Extrait de page:
○ ○ ○
En transposant, nous pourrions invoquer l'appartenance européenne comme socle commun, par exemple. Mais elle ne repose sur aucune souveraineté, ni culture, ni économie commune. D'où une première difficulté, sensiblement analogue à celle que nous venons d'évoquer, et qui s'est traduite par un échec que l'on peut qualifier de retentissant. Parfois la philosophie européenne est invoquée mais alors il faudrait intégrer également la philosophie russe, aussi nombreuse que variée : celle des Tchekhov, Tolstoï, Gorki, Kropotkine, Svetlov, Zinoviev, Tchernenko, Efimov, Smirnov et bien d'autres encore... Peut être, après tout, une identité européenne ne peut pas se faire sans ce peuple de la Russie. C'est probablement à penser sérieusement et sans a priori, en nous projetant. L'argument s'avère particulièrement fort et peut être raisonnablement considéré comme singulier, compte tenu du contexte présent ! Les éléments de conjoncture ne doivent pas limiter le champ de la réflexion.
Certes, nous sommes nés quelque part, et nous participons à une destinée commune qui est celle de notre région. En allant plus loin, c'est aussi celle de notre pays et qui fait de nous ce que nous sommes. Ce sont bien nos croyances, notre imaginaire et nos représentations qui en constituent le socle. Plus généralement, et en élargissant le concept, nous sommes surtout appelés à être d'un projet. Un projet qui mériterait une majuscule, un Projet qui pourrait s'apparenter à celui d'une fraternité. Celle-ci pourrait, à elle seule, être en capacité de dépasser nos identités, nos appartenances naturelles, tribales, politiques, philosophiques ou religieuses.
○ ○ ○
Série d'exercices:
A. Résumez en deux phrases le passage sur l'identité européenne.
B. Repérez dans les enregistrements chaque ligne où figure la chaîne "rope", en tenant compte des majuscules et des minuscules, puis recopiez ces lignes.

Matériel d'exercice:
○ ○ ○
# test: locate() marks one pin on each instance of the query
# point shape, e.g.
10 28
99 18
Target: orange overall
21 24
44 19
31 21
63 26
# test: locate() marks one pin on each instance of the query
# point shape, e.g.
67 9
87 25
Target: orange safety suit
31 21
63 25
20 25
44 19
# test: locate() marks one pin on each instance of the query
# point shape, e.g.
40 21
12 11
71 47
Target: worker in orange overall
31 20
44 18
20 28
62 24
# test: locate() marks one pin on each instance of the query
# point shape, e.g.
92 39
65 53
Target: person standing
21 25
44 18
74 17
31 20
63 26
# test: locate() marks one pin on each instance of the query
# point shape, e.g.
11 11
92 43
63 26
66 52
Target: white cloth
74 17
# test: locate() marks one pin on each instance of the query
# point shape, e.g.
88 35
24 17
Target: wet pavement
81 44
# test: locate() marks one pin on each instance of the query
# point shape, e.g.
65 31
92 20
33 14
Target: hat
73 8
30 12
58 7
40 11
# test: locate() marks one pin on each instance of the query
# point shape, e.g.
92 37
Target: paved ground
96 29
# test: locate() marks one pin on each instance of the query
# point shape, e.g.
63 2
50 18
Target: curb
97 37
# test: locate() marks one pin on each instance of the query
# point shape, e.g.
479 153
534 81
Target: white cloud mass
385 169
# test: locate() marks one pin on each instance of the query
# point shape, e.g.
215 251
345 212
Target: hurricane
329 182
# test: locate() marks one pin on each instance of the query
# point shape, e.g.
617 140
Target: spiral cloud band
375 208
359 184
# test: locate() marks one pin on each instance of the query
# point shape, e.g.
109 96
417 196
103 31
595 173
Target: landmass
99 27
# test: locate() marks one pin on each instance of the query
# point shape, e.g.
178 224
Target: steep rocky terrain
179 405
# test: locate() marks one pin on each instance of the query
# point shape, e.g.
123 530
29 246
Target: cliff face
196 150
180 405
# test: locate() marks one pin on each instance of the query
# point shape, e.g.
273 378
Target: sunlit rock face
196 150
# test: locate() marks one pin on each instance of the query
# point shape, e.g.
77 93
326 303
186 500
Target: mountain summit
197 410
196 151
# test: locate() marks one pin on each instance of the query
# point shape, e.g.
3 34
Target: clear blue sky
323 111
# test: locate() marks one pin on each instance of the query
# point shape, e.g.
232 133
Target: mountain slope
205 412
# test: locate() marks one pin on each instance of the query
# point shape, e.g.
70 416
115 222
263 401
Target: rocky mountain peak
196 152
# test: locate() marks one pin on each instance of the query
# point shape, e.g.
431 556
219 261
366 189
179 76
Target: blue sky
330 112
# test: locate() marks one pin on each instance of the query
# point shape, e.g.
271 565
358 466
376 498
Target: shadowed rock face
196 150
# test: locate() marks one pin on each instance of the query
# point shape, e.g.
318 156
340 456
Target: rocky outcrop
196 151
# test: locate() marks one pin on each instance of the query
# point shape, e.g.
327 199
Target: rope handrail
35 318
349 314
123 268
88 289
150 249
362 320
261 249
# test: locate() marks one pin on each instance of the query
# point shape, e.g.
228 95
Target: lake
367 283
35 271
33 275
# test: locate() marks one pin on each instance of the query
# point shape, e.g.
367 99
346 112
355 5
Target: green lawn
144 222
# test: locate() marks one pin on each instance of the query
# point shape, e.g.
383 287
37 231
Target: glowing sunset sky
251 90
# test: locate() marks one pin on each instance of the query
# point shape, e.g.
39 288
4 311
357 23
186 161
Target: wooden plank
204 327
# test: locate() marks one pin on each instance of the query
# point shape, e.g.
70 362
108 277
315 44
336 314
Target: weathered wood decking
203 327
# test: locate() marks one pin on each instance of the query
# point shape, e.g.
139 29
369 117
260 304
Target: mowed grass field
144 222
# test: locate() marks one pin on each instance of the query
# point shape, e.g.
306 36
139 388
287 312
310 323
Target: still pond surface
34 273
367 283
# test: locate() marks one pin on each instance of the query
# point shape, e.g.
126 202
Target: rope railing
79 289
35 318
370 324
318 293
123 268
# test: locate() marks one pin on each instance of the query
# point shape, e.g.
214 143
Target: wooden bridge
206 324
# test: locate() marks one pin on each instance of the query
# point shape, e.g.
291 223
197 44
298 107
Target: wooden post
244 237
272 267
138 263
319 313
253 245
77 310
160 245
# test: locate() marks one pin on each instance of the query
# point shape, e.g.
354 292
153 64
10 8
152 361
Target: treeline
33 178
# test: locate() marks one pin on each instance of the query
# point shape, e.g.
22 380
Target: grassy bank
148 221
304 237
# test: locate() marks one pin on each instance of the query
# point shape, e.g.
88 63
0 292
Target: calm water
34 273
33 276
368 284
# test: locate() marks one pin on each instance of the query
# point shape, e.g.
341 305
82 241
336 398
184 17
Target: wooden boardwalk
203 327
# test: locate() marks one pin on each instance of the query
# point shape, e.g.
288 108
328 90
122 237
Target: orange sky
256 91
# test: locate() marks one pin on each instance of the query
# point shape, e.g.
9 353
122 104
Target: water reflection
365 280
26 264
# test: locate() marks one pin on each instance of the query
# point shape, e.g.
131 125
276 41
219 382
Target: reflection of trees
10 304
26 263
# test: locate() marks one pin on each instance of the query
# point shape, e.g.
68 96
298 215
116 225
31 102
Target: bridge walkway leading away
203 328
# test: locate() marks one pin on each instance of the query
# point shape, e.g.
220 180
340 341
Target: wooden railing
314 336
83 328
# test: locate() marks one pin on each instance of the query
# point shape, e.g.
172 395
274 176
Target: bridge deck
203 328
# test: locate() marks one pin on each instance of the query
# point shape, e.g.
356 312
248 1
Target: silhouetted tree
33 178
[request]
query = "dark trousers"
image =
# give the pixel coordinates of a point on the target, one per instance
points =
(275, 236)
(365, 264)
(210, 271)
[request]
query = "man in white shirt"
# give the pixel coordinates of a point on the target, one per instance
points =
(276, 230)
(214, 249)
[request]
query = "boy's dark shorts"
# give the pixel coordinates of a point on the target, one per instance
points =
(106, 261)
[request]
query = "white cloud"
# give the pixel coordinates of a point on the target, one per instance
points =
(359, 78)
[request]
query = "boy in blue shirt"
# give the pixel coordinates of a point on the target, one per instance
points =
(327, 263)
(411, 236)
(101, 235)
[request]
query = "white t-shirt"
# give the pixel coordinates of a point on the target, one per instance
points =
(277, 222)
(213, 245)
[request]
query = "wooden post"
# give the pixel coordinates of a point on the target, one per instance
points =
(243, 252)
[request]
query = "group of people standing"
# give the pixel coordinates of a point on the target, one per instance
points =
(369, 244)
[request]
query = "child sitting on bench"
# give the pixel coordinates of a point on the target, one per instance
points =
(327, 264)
○ ○ ○
Résultats dans l'ordre:
A. Le passage note que l'appartenance européenne, parfois invoquée comme socle commun, ne repose sur aucune souveraineté, culture ou économie commune, et qu'une identité européenne ne peut peut-être pas se faire sans le peuple de la Russie. Il ajoute qu'au-delà de notre région et de notre pays, nous sommes surtout appelés à être d'un projet proche d'une fraternité, qui pourrait dépasser nos identités et nos appartenances.

B.
Target: rope handrail
Target: rope railing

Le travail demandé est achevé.